已知信息 |
☆ ☆ ☆ ☆ ☆ ☆ ☆

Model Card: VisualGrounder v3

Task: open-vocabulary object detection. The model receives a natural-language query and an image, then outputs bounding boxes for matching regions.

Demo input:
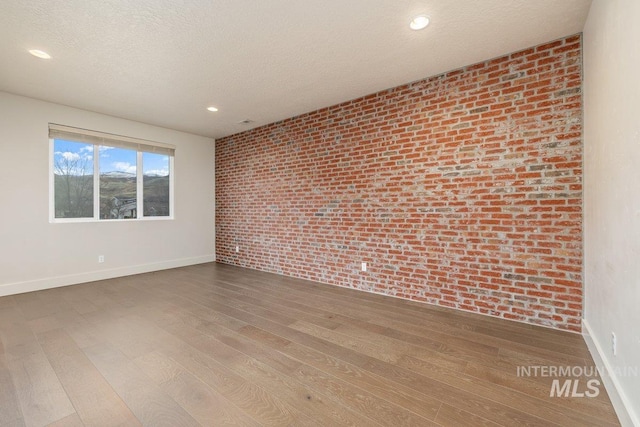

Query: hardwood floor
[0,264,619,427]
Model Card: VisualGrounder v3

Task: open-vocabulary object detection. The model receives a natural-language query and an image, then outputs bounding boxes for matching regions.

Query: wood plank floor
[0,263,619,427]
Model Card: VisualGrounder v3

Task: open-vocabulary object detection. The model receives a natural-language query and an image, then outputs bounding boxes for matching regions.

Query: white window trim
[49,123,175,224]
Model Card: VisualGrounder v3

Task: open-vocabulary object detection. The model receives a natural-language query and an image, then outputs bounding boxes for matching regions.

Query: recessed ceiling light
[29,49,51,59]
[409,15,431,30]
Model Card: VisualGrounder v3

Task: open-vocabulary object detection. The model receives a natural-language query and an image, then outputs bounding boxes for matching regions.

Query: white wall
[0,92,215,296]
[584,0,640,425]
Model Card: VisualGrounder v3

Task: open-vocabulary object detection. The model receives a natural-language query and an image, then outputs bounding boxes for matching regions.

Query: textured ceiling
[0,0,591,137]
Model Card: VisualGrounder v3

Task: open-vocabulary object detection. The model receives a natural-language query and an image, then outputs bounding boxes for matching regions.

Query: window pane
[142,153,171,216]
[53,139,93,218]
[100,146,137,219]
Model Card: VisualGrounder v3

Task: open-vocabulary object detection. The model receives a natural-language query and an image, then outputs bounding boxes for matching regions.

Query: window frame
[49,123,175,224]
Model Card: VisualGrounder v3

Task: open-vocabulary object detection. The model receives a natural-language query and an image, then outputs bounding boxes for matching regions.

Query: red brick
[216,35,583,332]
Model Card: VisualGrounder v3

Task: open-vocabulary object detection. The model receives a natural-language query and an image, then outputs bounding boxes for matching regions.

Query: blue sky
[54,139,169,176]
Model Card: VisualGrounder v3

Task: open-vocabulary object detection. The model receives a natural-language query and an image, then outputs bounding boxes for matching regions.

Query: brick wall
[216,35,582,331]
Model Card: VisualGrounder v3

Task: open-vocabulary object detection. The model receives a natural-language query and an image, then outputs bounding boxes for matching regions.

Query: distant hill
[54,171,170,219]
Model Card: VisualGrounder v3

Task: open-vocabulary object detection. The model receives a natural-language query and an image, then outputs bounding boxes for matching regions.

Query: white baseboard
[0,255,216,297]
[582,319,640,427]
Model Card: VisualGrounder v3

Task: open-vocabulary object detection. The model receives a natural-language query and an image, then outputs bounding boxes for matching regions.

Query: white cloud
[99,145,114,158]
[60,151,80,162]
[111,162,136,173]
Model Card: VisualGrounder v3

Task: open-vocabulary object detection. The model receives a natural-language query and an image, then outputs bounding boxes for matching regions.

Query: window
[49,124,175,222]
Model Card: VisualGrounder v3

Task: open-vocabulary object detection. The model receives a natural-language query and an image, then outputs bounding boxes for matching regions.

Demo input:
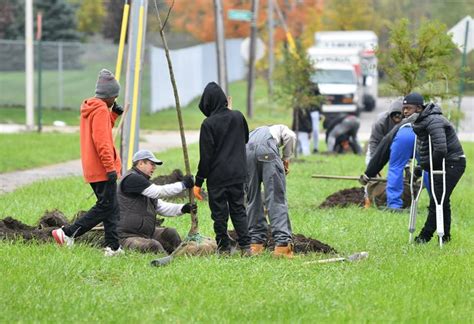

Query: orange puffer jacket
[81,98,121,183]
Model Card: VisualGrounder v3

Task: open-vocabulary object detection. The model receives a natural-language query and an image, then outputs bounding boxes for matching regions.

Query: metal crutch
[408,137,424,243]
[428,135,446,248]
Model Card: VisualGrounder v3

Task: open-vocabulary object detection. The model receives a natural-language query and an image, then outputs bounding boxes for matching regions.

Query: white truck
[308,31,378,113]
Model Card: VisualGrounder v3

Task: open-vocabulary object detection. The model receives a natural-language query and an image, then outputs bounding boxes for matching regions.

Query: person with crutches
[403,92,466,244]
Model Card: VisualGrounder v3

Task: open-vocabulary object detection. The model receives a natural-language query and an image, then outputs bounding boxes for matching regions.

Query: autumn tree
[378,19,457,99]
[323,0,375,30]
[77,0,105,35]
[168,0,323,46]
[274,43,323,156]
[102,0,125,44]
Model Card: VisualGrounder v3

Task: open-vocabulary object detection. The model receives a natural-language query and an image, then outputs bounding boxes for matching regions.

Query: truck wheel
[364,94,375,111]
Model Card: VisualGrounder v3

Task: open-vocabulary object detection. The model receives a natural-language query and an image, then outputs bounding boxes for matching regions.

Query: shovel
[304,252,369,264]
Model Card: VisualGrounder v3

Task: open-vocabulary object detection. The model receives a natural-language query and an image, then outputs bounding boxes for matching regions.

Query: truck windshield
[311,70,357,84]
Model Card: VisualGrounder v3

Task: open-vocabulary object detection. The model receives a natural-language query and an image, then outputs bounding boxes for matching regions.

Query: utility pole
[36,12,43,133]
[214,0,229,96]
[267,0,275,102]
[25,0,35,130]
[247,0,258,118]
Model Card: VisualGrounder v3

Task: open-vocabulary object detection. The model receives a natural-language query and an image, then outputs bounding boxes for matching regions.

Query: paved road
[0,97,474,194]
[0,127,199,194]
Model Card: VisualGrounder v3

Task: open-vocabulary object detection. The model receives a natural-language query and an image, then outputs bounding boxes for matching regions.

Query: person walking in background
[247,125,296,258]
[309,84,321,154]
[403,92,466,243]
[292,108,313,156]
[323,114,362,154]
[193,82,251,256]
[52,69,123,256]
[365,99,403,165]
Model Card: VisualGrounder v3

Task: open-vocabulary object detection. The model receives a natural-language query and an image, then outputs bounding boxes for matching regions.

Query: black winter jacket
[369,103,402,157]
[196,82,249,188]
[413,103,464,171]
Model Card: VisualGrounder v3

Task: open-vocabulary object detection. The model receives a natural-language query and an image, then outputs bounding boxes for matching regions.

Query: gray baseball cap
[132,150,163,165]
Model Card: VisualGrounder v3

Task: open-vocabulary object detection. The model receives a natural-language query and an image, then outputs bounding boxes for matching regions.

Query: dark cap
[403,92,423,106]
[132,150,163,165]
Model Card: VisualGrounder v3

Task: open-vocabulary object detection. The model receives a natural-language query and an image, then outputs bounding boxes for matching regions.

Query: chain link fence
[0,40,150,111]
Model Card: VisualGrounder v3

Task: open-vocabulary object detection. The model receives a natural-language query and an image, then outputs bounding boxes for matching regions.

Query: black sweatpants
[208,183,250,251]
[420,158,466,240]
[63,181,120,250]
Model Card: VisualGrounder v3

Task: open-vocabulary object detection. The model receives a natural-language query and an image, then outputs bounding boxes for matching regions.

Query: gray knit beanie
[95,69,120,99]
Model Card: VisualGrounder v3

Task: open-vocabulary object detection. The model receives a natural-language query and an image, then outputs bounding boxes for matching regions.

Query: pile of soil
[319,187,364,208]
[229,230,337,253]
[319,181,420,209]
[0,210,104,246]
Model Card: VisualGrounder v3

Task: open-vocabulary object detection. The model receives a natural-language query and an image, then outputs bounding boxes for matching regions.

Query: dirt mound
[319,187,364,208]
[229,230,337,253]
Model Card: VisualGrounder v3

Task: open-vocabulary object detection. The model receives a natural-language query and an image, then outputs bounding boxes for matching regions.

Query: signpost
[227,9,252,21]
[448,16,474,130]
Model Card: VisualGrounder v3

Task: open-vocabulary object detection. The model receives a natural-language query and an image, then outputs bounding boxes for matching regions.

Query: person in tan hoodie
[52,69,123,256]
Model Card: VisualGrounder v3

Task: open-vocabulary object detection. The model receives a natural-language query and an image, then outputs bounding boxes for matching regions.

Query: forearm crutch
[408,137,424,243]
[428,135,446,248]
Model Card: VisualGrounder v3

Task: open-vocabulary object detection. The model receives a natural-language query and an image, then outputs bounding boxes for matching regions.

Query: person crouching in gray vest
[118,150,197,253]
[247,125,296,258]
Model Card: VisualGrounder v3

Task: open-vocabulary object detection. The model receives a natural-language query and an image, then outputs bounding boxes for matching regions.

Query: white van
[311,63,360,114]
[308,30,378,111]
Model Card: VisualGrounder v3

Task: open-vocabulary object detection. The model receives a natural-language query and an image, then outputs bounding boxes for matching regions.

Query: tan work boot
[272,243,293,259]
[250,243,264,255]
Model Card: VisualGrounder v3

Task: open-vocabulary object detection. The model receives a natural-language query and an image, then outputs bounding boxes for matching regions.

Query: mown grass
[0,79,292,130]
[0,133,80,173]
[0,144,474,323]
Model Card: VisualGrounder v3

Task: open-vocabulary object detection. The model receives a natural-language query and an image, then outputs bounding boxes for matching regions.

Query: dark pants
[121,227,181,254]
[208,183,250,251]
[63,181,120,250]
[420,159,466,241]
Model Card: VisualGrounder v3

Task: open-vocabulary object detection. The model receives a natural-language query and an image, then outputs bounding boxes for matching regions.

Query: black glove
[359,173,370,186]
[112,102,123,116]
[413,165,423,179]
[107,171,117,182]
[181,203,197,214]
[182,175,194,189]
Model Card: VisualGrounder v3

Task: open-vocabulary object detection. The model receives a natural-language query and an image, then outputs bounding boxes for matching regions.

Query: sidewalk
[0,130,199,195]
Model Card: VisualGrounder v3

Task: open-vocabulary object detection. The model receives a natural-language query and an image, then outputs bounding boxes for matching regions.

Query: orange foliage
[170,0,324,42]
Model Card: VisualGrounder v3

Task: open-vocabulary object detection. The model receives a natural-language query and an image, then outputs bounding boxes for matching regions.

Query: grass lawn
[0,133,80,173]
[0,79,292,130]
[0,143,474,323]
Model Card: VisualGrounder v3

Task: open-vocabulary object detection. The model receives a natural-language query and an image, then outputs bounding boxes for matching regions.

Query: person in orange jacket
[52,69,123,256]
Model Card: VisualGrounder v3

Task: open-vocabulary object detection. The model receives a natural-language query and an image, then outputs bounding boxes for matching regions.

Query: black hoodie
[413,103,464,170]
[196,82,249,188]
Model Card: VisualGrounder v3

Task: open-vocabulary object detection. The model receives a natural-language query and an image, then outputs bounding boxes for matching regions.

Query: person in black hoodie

☆ ☆ ☆ ☆ ☆ ☆ ☆

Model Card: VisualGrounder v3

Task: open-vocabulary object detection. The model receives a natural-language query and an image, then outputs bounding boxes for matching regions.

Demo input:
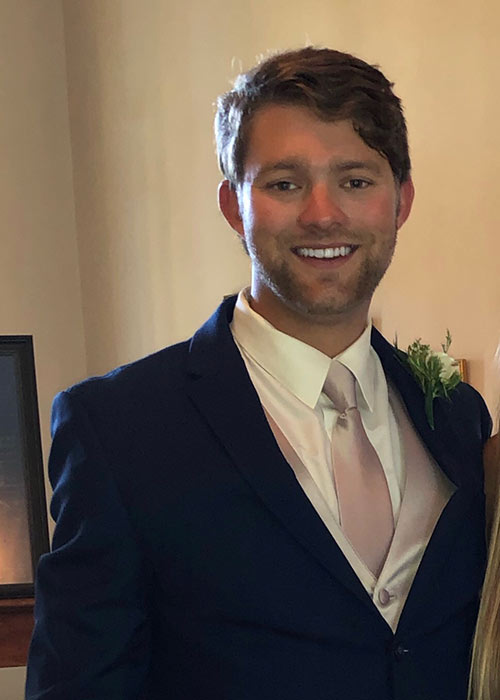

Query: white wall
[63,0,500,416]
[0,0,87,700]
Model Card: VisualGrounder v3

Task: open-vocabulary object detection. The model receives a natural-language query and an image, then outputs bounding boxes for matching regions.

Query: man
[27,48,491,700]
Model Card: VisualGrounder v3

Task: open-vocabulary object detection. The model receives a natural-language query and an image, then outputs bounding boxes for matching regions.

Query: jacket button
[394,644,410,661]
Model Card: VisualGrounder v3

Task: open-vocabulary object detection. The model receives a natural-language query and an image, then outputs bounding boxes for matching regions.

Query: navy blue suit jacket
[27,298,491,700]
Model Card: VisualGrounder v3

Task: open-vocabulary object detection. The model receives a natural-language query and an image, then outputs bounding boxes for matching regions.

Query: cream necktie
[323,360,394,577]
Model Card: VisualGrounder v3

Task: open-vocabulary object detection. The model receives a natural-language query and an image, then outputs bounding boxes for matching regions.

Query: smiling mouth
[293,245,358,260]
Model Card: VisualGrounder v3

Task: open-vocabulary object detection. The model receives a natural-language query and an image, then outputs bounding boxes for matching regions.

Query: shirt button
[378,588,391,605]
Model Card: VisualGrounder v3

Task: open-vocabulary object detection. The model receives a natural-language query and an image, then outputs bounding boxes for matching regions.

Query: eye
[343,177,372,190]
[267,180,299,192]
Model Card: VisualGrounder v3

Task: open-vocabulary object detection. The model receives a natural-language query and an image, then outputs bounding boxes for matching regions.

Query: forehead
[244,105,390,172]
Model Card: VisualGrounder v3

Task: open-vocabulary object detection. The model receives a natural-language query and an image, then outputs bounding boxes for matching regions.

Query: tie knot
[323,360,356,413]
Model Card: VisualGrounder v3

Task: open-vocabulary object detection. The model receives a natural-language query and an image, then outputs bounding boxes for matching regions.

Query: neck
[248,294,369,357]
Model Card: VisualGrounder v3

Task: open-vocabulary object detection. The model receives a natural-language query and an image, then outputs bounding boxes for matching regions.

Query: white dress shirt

☆ ☆ ☆ ☆ ☆ ☆ ☆

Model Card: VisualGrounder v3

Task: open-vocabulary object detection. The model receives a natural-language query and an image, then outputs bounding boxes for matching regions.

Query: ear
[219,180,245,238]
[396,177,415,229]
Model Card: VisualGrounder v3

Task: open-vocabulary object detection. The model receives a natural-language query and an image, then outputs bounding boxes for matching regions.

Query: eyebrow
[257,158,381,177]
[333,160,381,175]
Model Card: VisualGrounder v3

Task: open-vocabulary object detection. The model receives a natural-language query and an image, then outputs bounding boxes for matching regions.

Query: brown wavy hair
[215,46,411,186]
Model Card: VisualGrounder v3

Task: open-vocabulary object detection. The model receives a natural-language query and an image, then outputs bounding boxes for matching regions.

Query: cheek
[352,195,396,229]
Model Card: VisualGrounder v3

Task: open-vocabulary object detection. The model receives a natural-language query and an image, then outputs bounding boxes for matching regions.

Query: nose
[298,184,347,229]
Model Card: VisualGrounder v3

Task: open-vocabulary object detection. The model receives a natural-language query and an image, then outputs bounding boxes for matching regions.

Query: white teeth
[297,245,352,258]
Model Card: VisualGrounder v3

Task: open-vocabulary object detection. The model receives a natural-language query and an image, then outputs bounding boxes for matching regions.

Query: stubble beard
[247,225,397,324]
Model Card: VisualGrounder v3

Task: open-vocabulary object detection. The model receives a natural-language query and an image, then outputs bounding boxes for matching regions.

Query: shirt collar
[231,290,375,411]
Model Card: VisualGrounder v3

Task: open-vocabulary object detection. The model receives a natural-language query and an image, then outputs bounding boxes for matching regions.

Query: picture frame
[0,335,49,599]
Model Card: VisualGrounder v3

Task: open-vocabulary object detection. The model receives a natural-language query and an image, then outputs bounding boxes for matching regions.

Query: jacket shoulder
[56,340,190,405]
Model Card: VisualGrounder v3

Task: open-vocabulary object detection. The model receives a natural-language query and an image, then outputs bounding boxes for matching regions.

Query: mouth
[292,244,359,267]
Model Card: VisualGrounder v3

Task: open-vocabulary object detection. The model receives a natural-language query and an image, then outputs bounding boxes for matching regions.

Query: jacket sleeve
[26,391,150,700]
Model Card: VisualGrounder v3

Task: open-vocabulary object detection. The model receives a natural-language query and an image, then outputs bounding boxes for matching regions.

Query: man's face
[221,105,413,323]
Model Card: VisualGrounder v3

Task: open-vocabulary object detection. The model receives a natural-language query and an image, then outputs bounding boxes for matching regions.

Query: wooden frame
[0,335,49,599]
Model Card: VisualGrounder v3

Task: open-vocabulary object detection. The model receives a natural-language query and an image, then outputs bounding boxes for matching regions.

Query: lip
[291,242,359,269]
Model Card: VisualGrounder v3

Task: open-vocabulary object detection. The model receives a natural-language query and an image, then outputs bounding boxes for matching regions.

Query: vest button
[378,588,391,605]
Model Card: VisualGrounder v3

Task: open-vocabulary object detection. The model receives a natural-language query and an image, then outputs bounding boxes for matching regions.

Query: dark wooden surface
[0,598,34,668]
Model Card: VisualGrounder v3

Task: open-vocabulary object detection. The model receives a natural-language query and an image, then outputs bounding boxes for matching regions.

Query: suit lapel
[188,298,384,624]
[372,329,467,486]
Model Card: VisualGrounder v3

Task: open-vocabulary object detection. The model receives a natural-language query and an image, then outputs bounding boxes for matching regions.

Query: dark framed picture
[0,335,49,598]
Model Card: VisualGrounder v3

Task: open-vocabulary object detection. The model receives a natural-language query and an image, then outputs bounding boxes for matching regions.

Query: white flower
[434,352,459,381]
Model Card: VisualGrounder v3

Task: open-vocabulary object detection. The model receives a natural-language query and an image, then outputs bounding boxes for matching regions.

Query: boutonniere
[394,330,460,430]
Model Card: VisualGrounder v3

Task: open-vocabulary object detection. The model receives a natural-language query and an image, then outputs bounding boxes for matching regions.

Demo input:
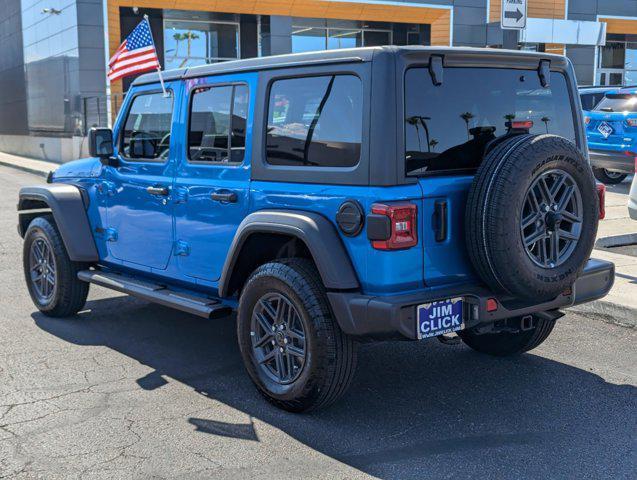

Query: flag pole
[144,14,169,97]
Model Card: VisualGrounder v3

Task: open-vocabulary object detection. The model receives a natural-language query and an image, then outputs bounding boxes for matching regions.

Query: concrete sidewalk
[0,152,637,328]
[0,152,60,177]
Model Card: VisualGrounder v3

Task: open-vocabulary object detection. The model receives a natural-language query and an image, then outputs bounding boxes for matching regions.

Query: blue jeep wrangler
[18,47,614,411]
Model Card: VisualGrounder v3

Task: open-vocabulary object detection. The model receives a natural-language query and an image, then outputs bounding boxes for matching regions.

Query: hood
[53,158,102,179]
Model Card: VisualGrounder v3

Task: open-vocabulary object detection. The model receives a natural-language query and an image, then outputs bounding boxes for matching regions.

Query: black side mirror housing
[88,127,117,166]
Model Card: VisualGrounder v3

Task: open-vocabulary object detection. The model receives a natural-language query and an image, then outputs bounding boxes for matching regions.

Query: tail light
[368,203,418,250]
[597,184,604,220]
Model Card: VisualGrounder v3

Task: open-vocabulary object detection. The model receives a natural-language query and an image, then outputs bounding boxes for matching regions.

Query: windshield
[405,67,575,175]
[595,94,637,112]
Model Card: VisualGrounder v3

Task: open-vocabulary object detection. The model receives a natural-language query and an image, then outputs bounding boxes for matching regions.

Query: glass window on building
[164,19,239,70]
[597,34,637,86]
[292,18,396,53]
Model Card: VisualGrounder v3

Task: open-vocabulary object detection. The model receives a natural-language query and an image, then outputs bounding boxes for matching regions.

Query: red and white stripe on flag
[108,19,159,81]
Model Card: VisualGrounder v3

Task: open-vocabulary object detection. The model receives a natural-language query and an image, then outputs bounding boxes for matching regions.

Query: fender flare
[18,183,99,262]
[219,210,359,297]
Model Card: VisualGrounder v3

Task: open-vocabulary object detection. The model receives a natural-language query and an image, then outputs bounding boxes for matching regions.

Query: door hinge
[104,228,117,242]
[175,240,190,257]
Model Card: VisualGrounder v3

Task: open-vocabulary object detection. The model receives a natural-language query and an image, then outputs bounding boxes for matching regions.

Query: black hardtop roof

☆ ☆ ☆ ☆ ☆ ☆ ☆

题目 |
找出上面列表中含有字符串“blue”的每一行，并原样抄出来。匹配时区分大小写。

参考解答 |
Query: blue sky
Query: navy blue suit jacket
Query: blue jeep wrangler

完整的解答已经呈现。